Top of Data for this exercise
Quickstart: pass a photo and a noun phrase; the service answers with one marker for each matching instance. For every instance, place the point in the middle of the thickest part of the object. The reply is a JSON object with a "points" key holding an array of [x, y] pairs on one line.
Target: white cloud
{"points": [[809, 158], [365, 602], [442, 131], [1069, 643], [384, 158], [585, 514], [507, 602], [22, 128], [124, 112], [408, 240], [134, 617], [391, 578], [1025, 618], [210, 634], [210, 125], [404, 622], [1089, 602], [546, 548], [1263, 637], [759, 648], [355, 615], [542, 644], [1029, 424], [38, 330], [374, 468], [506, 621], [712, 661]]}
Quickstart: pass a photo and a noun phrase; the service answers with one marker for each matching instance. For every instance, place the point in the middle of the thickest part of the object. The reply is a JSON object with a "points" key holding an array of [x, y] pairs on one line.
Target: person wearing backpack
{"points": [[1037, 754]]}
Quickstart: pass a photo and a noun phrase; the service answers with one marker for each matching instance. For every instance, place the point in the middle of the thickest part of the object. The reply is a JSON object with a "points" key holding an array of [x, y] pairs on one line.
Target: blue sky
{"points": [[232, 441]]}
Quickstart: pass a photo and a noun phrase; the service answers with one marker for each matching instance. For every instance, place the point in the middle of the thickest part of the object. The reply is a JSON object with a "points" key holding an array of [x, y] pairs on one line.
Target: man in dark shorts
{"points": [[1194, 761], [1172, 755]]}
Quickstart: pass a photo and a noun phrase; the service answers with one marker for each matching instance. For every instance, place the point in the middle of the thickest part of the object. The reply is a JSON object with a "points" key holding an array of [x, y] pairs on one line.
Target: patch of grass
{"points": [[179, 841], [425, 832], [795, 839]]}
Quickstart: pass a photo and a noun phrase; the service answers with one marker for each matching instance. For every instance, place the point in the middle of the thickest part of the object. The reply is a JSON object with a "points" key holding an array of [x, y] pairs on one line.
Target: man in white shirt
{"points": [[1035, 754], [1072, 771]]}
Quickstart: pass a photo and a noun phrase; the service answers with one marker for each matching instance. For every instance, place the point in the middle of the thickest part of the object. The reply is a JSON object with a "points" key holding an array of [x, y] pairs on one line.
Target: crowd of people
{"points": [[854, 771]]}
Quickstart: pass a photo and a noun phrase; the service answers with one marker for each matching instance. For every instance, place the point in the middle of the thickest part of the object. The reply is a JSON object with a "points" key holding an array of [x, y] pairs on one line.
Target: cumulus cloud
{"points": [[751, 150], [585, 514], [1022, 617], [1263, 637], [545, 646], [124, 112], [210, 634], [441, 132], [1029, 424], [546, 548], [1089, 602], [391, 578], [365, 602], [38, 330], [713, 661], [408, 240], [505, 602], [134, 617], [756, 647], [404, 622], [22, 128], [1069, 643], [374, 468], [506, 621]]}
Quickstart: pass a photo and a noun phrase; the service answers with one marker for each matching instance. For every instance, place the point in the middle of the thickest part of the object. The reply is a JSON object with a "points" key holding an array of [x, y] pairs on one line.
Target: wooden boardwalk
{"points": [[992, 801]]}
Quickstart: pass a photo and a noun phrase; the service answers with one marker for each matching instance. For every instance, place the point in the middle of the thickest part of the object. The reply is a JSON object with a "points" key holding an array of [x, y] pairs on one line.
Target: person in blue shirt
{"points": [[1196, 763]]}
Bottom of Data for this exercise
> Brief
Every record shown above should be written out again exactly.

> Result of this task
Quickstart: pass a photo and a noun phrase; the service answers with one marker for each matching instance. For every instance, place the point in the middle of the thickest part of the object. The reply is a JSON object with a "points" key holding an array of [x, y] pairs on one line.
Target: white cloud
{"points": [[809, 158], [365, 602], [442, 131], [1069, 643], [384, 158], [585, 514], [507, 602], [22, 128], [124, 112], [408, 240], [134, 617], [391, 578], [1025, 618], [210, 634], [210, 125], [404, 622], [1089, 602], [546, 548], [1263, 637], [759, 648], [355, 615], [542, 644], [1029, 424], [38, 330], [374, 468], [506, 621], [712, 661]]}
Quickstart: pass a photo and a noun phrase; the service answers with one marker for each matching instance. For every instance, place the point in the middle of the thickest part of the object. The reply is a JSON object with a "points" key holding an array of [x, y] pairs on one line.
Target: person wearing backpack
{"points": [[1037, 754]]}
Quickstart: pass a photo and a noun phrase; the service answers with one marker for each matching instance. For every instance, place the point in the middle of the thickest part of the object. The reply is a JSON object with a "points" key holding an array of [x, y] pairs on one line.
Target: blue sky
{"points": [[232, 441]]}
Quickstart: pass a photo and a noun phrase; the service answers with one marker for each matching instance. For every instance, place the point in the middle of the thickest part of the object. The reply is a JSON object with a "points" key holding an array of [x, y] pairs on one line.
Target: man in dark shorts
{"points": [[1194, 761], [1172, 755]]}
Quickstart: pass a photo and a noun phrase; the service answers with one marker for each matching instance. For every instance, place the point in the middle of the thickest part of the object. The reply is a JSON object with a "points" key holding an array of [x, y] pairs on one line.
Target: patch of grass
{"points": [[179, 841], [425, 832], [795, 839]]}
Quickstart: pass a photo and a noun phrase; the service answers with one marker for each matching instance. For every instance, place the point in the middle of the thickest part of the object. The reply is a JSON object with a "points" key holding an array of [x, y] pairs on one line.
Target: man in white shirt
{"points": [[1035, 754], [1072, 771]]}
Quickstart: pass a photo and a noun phrase; the service answers with one marker for each matching instance. For every instance, place the point in the middle of the thickest part of the object. The reply is a JSON object with a "points" key holding an array of [x, y] pairs on one line.
Target: crowd of people
{"points": [[854, 771]]}
Quickstart: pass a photo and a noun phrase; the service answers with one marker for each matching instance. For every instance, place the point in the middle of the thickest part of the object. The reply is a JSON object with a "points" key holding an array of [x, y] pairs on one line.
Target: cumulus cloud
{"points": [[751, 150], [585, 514], [1022, 617], [1263, 637], [545, 646], [124, 112], [210, 634], [441, 132], [1029, 424], [546, 548], [1089, 602], [391, 578], [365, 602], [38, 330], [713, 661], [408, 240], [505, 602], [134, 617], [756, 647], [404, 622], [22, 128], [1069, 643], [374, 468], [506, 621]]}
Quickstart: pass a photo and a noun phrase; the service answers with one marker for each matching instance. For every instance, place the point in the middle of the thickest part of the object. The reply is a JSON object with a "points" key holding an array of [x, y] pairs on one line.
Target: wooden boardwalk
{"points": [[992, 801]]}
Quickstart: pass a photo and a noun phrase; the service answers with one marker for each matching instance. For every instance, place the point in the middle of the thickest part of the object. The reply is a JSON object with a "points" key holding an array of [x, y] pairs on one line.
Target: person in blue shirt
{"points": [[1196, 763]]}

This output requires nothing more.